**STATED TASK 1:** Write out the passage on stress and reactions from "Thus, stress is" up to and including "reaction that makes the difference.", word for word.

**TEXT PROVIDED:**
☆ ☆ ☆
And the story demonstrates a cardinal rule implicit in stress, health, and human behavior. According to R. H. Schuller, “It is not what happens to you in life that makes the difference. It is how you react to each circumstance you encounter that determines the result. Every human being in the same situation has the possibilities of choosing how he will react – either positively or negatively.”
Thus, stress is not necessarily caused by stressor agents; rather, it is caused by the way stressor agents are perceived, interpreted, or appraised in each individual case. Outside events and people upset some more than others, because they are looked upon and dealt with in entirely different ways. The stressors may even be the same in each case, yet the reaction will almost always be different in different people.
Armed with that kind of information, it would seem that we can greatly improve our reactions to stressful situations. We can actually prevent stress from negatively affecting our lives. What seems to be a cruel world to one person might be filled with challenge and opportunity to another. It is our reaction that makes the difference.
The Devil’s Wedge
Are you familiar with the old fable about the devil’s sale? It’s interesting. And like most old fables, it has a moral that’s worth thinking about. The story goes that Satan was having a sale of his wares. There on display and offered for sale were the rapier of jealousy, the dagger of fear, and the strangling noose of hatred, each with its own high price. But standing alone on a purple pedestal, gleaming in the light was a worn and battered wedge. This was the devil’s most prized possession. For with it alone, he could stay in business, and this was not for sale. It was the wedge of discouragement.
☆ ☆ ☆
**EXTRACTED ENTRIES:**
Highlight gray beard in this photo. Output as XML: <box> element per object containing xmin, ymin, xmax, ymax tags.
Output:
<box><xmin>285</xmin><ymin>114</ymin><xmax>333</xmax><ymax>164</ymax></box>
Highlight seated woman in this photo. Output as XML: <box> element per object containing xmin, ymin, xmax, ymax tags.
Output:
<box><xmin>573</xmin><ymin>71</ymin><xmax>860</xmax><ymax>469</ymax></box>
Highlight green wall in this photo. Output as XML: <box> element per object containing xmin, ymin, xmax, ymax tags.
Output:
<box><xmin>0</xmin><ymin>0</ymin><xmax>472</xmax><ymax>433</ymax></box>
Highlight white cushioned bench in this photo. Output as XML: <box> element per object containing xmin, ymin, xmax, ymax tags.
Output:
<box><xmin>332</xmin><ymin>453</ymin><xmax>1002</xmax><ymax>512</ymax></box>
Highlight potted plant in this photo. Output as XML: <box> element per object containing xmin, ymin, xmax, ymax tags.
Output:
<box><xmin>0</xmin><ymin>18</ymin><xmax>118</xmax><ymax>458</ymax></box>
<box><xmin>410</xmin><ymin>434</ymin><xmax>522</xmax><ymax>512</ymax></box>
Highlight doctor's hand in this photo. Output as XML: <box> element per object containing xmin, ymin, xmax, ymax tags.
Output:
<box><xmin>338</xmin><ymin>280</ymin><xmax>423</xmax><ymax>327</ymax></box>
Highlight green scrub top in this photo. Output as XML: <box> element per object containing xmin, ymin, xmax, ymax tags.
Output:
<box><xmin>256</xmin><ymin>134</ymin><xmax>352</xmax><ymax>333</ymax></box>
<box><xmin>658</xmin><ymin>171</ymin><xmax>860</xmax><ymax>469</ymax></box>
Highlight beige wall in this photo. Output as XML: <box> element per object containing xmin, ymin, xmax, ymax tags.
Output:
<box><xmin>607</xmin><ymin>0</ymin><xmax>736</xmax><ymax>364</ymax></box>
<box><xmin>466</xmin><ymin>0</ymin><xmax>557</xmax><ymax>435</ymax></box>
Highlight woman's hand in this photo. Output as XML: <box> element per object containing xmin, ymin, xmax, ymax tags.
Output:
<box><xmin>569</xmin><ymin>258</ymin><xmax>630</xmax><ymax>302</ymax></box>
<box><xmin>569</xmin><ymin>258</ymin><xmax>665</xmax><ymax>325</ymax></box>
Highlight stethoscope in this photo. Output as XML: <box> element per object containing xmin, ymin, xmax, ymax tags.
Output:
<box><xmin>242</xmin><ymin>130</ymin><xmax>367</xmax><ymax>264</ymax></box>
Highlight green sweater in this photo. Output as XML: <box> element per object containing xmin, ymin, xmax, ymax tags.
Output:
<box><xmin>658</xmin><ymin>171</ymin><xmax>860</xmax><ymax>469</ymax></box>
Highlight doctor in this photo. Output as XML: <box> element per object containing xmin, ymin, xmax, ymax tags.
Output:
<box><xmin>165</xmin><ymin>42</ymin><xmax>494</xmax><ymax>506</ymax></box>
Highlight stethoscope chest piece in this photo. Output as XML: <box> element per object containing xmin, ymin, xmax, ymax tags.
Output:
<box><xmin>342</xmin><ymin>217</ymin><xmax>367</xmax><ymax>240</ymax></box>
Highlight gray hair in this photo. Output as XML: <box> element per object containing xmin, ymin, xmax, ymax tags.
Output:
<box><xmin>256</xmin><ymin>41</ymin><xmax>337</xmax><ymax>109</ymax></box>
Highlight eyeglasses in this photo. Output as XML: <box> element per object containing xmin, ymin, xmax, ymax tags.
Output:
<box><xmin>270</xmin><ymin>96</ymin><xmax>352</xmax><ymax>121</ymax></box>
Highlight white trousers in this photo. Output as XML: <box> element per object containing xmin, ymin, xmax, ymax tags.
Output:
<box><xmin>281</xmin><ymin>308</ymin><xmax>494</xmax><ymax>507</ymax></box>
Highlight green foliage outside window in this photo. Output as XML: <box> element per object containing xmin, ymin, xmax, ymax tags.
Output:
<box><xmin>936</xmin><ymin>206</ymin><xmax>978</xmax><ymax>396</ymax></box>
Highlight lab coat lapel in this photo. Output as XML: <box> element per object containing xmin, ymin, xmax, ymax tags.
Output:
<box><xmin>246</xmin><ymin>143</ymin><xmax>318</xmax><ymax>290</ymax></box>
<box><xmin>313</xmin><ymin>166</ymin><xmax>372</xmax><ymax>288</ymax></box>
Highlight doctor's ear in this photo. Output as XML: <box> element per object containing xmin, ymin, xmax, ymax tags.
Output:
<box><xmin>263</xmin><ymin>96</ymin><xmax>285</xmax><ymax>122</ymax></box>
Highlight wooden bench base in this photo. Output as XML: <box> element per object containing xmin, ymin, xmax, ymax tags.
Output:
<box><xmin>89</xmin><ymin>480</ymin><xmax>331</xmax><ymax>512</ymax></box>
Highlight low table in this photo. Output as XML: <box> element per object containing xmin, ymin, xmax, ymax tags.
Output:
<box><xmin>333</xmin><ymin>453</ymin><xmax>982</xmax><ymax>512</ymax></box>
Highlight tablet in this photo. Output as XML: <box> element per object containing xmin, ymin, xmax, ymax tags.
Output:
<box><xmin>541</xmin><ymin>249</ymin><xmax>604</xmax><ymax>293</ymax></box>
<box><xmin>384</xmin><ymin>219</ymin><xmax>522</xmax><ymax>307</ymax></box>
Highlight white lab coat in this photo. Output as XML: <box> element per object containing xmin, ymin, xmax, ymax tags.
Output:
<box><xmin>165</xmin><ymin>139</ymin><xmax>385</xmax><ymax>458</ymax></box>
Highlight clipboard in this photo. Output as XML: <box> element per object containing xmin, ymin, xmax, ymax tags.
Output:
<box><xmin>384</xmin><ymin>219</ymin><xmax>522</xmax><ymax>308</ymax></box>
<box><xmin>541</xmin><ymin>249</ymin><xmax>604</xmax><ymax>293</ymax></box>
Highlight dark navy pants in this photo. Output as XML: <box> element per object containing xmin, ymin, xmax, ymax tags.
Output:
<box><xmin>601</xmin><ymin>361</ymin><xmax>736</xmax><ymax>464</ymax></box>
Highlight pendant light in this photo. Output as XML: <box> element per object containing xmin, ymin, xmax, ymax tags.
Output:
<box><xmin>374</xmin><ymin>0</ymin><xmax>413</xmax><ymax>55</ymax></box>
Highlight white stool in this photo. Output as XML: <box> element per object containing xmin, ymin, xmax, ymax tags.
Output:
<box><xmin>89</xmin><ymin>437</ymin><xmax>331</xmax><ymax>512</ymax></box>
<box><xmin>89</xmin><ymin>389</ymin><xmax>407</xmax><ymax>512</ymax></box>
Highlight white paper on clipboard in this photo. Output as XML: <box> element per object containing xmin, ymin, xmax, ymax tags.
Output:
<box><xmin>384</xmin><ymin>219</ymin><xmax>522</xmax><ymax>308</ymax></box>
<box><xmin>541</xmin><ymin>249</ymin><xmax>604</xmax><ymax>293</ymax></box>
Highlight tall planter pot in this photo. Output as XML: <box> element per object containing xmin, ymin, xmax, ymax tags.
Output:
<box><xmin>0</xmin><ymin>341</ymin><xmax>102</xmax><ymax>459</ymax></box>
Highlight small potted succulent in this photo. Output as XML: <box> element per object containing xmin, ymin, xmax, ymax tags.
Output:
☆ ☆ ☆
**STATED TASK 2:** Filter the records above and keep every line that contains the word "potted", copying each such line unchanged.

**CORRECT ANSWER 1:**
Thus, stress is not necessarily caused by stressor agents; rather, it is caused by the way stressor agents are perceived, interpreted, or appraised in each individual case. Outside events and people upset some more than others, because they are looked upon and dealt with in entirely different ways. The stressors may even be the same in each case, yet the reaction will almost always be different in different people.
Armed with that kind of information, it would seem that we can greatly improve our reactions to stressful situations. We can actually prevent stress from negatively affecting our lives. What seems to be a cruel world to one person might be filled with challenge and opportunity to another. It is our reaction that makes the difference.

**CORRECT ANSWER 2:**
Highlight potted plant in this photo. Output as XML: <box> element per object containing xmin, ymin, xmax, ymax tags.
Highlight small potted succulent in this photo. Output as XML: <box> element per object containing xmin, ymin, xmax, ymax tags.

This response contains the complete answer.